# Metin parçası
Böylece Güneş sistemimizle ilgili cevaplanamayan aşağıdaki sorular SÜMER tabletleri tarafından cevaplanmış oldu:
1. Triton'un dönüş yönünün gezegenlerinin dönüş yönüne ters dönmesinin nedeni
2. Asteroid kuşağının kökeni
3. Asteroid kuşağında bulunan bol miktarda donmuş olarak bulunan buz'un kökeni
4. Asteroid kuşağını oluşturan kalıntıların dönüş yönünün gezegenlerin dönüş yönünün aksi yönde dönmesinin sebebi
4. Ay'ın (Kingu) kökeni
5. Dünya'nın kökeni
6. Satürn'ün halkalarının kökeni
7. Plüton'un (Gaga) yörüngesindeki anormallikler
8. Pluton'un halkalarının kökeni
9. Uranüs'ün eksenindeki eğiklik
Nibiru'nun diğer ismi neden Marduk?

# Veri satırları
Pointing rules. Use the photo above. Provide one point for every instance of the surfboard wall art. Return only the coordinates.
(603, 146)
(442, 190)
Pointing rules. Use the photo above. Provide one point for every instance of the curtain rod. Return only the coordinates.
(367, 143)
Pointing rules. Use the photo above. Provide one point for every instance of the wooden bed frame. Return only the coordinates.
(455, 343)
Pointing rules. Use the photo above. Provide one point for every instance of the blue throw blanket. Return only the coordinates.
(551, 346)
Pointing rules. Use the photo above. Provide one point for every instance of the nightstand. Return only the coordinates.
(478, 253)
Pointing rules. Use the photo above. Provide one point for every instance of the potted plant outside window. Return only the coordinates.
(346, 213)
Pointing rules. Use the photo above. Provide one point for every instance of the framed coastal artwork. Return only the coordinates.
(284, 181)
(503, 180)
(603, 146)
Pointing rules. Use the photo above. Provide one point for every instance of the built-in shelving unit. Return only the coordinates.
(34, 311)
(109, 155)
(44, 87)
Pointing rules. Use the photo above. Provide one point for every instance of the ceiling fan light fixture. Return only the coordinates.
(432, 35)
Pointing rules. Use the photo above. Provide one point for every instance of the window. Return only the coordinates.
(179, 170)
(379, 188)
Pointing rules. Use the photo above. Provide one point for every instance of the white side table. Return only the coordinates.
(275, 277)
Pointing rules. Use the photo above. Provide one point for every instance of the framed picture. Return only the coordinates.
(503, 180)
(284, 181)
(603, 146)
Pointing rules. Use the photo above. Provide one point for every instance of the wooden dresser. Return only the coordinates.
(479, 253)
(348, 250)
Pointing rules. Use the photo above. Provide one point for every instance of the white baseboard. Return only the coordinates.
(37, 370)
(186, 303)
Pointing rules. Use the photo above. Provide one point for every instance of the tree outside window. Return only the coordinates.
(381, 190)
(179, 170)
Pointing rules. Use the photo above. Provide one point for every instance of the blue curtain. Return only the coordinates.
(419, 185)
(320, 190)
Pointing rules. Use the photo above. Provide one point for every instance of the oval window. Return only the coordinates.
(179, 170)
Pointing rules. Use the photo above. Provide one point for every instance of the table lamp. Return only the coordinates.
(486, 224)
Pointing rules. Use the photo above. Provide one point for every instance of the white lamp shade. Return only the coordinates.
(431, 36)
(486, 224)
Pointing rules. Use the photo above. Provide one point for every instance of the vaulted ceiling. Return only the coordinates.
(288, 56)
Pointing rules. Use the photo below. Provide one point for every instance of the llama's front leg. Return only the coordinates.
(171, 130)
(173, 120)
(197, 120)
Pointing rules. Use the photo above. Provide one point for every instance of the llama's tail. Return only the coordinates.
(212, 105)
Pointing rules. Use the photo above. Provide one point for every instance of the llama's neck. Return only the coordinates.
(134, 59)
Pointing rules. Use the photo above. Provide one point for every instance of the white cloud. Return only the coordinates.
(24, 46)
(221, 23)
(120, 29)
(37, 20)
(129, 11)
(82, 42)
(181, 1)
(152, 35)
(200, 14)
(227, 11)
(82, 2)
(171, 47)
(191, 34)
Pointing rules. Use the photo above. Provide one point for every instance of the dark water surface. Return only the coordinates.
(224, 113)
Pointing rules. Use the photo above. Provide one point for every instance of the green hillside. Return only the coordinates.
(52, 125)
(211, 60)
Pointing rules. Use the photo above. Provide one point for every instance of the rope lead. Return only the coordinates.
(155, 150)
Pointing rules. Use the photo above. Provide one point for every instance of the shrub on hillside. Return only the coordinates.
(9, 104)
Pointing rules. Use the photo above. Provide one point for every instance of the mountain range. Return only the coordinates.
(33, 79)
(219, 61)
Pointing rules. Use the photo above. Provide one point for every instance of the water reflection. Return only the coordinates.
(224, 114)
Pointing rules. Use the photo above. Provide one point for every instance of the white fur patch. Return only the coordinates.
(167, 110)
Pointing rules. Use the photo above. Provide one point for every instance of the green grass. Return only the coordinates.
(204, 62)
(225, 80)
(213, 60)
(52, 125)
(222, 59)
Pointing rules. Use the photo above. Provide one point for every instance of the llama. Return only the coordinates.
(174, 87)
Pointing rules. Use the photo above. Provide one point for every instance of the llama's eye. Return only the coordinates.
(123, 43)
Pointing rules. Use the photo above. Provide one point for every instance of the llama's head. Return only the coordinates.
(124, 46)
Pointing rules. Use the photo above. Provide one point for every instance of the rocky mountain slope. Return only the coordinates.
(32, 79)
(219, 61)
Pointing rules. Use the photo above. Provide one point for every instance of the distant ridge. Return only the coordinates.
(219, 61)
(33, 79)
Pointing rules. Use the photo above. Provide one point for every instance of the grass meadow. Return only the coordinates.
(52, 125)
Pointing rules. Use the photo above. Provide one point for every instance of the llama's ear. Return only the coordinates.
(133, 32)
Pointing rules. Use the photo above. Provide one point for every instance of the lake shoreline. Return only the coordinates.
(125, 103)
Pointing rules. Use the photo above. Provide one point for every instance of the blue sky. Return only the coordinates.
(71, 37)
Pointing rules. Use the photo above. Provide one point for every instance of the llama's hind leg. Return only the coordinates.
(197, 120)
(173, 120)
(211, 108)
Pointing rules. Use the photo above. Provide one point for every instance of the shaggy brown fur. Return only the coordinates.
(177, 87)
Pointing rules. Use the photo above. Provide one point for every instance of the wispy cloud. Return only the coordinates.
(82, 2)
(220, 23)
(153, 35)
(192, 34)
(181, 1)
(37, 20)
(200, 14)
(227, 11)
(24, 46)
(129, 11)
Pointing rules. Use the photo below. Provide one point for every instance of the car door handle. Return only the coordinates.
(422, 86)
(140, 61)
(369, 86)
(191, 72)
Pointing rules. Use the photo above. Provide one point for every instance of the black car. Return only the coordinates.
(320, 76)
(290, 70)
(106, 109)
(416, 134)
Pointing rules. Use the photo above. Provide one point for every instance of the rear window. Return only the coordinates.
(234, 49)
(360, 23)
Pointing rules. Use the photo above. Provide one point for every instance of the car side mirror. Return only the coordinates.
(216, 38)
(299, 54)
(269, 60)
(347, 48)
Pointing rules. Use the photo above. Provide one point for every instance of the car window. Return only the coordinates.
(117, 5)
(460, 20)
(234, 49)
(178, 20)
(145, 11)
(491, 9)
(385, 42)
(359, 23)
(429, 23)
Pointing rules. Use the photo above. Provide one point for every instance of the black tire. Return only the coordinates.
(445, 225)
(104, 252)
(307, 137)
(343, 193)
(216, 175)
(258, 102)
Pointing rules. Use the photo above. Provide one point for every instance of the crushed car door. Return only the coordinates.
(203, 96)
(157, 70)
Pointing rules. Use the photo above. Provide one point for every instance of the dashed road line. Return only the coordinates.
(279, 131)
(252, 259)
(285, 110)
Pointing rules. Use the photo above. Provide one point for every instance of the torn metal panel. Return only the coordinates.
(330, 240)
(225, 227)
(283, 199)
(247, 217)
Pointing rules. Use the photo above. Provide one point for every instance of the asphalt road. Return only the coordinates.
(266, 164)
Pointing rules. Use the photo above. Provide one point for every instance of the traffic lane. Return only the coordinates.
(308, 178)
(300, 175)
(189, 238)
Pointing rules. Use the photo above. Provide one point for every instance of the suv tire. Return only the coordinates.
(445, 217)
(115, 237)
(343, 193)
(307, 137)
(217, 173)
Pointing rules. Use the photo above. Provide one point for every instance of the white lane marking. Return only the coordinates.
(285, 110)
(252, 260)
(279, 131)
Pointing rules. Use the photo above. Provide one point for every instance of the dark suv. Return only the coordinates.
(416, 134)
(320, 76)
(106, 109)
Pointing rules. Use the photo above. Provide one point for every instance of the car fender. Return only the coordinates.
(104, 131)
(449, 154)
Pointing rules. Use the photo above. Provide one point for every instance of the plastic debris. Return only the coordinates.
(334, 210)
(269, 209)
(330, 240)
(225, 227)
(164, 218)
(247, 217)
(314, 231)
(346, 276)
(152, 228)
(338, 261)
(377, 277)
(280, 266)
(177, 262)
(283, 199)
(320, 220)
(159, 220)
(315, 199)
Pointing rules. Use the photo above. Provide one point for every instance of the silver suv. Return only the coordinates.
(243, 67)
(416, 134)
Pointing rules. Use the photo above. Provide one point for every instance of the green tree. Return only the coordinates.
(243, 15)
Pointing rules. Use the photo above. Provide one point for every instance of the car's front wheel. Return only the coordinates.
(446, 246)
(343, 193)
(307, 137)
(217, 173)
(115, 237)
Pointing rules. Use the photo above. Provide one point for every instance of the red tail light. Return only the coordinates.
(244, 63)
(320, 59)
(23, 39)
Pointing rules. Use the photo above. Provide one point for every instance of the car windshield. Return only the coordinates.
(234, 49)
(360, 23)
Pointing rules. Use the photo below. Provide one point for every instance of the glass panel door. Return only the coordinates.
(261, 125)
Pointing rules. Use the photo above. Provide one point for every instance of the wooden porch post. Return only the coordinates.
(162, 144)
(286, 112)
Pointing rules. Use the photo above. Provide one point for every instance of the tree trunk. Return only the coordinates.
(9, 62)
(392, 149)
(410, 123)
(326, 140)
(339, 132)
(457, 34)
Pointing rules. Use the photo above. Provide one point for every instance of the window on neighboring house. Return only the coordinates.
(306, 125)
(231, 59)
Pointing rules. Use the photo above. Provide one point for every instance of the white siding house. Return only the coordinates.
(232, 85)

# Hedefler
A - Metin parçasında Plüton'un adının yanında parantez içinde hangi isim yazıyor?
B - Kayıtlarda "mountain" kelimesinin geçtiği her satırı göster.

# Sıralı sonuçlar
A - Gaga

B -
Pointing rules. Use the photo above. Provide one point for every instance of the mountain range. Return only the coordinates.
Pointing rules. Use the photo above. Provide one point for every instance of the rocky mountain slope. Return only the coordinates.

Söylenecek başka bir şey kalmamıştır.